> [WHAT THIS TASK INVOLVES]: Work out the number of lines in the listing that include the string "every". Reply with that number alone.
--- SOURCE RECORDS ---
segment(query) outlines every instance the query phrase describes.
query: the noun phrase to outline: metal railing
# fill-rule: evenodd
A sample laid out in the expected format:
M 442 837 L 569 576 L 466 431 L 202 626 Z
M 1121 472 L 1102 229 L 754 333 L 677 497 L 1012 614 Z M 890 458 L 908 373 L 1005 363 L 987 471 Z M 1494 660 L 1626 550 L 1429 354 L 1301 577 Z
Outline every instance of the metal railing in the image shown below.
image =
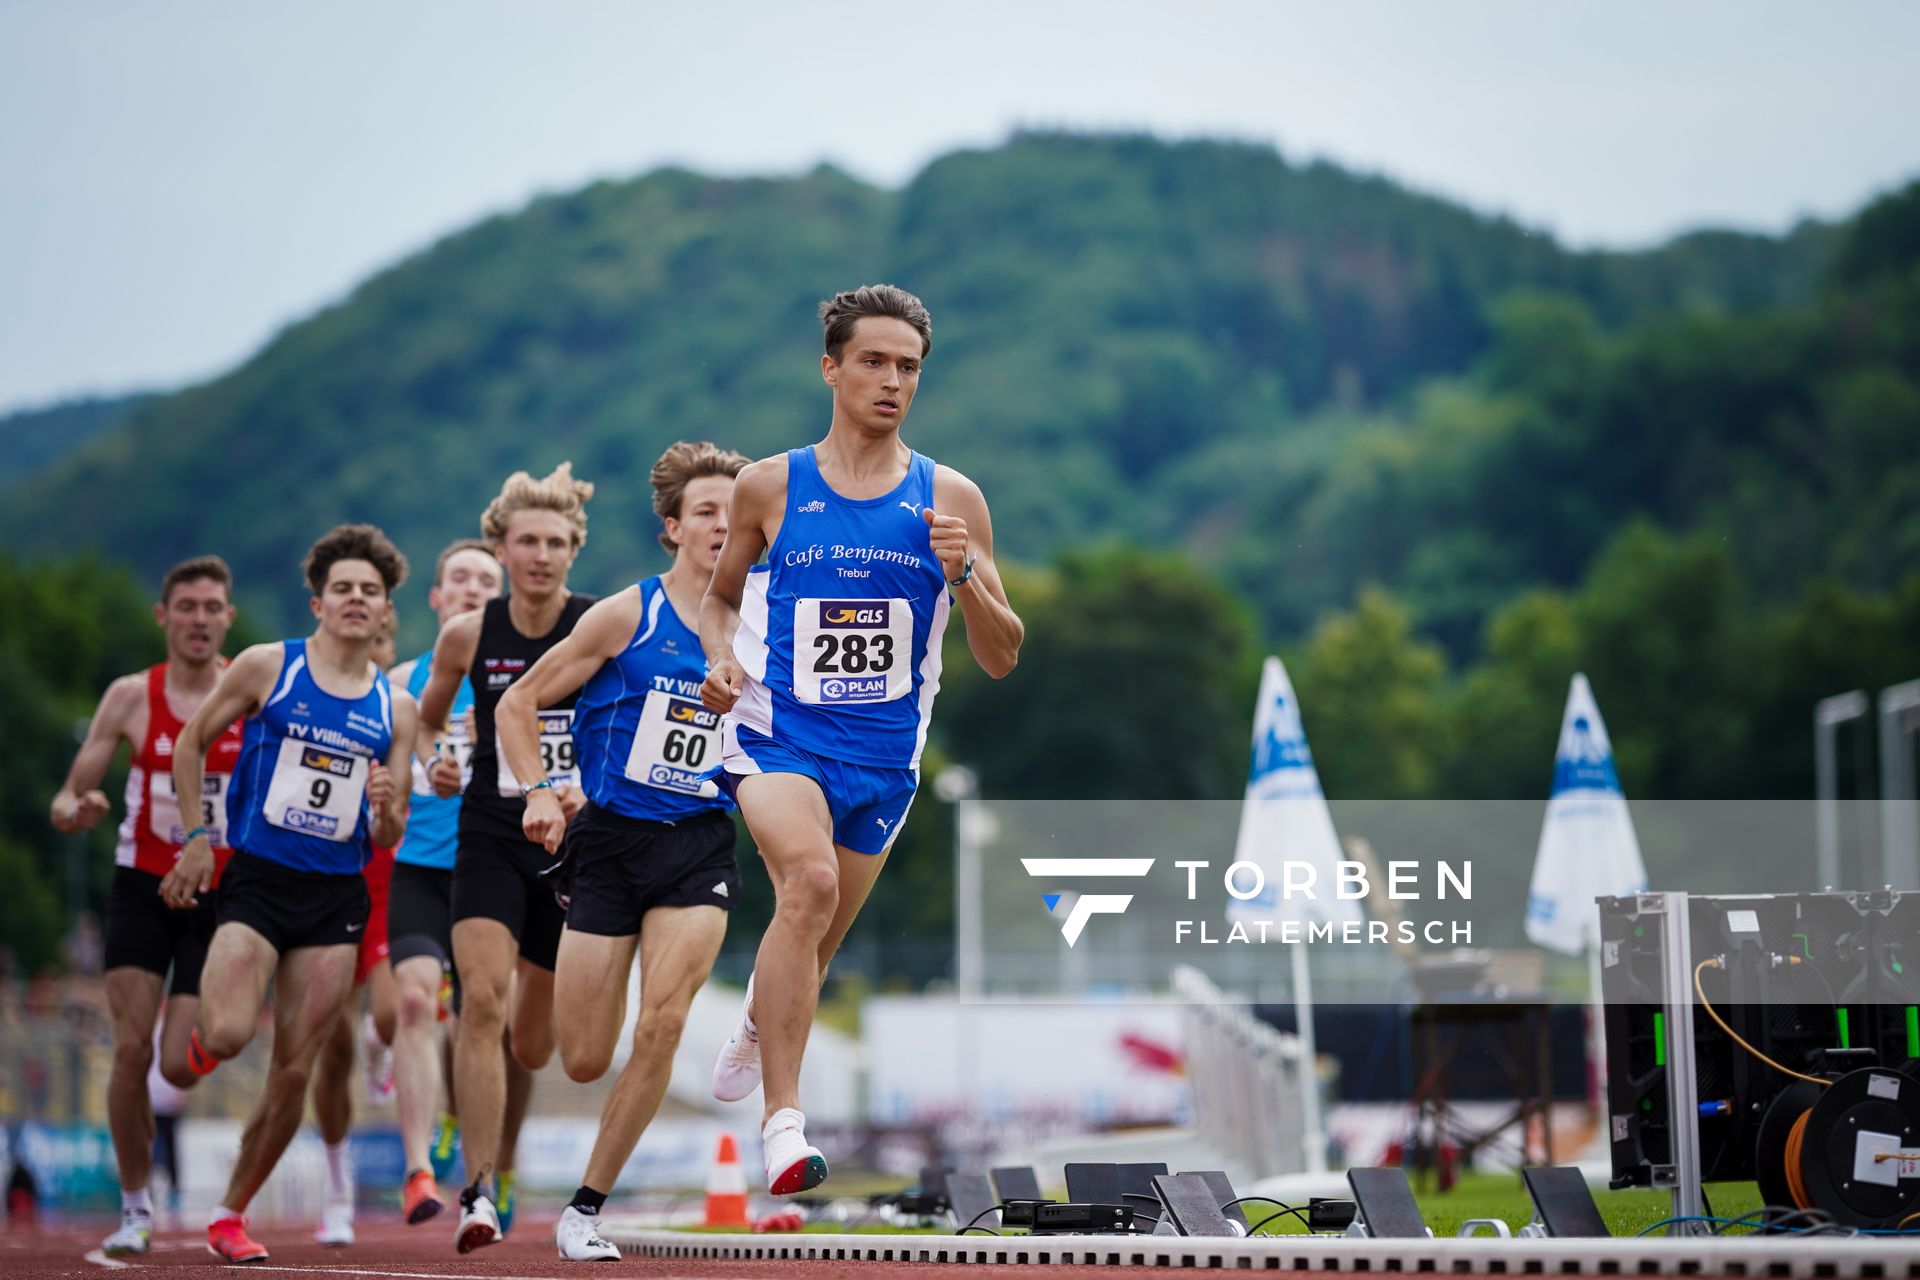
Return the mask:
M 1173 990 L 1187 1005 L 1187 1072 L 1200 1136 L 1256 1178 L 1305 1169 L 1306 1090 L 1319 1084 L 1299 1037 L 1261 1021 L 1198 969 L 1175 969 Z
---
> [SOLUTION FOR THIS PROBLEM]: 2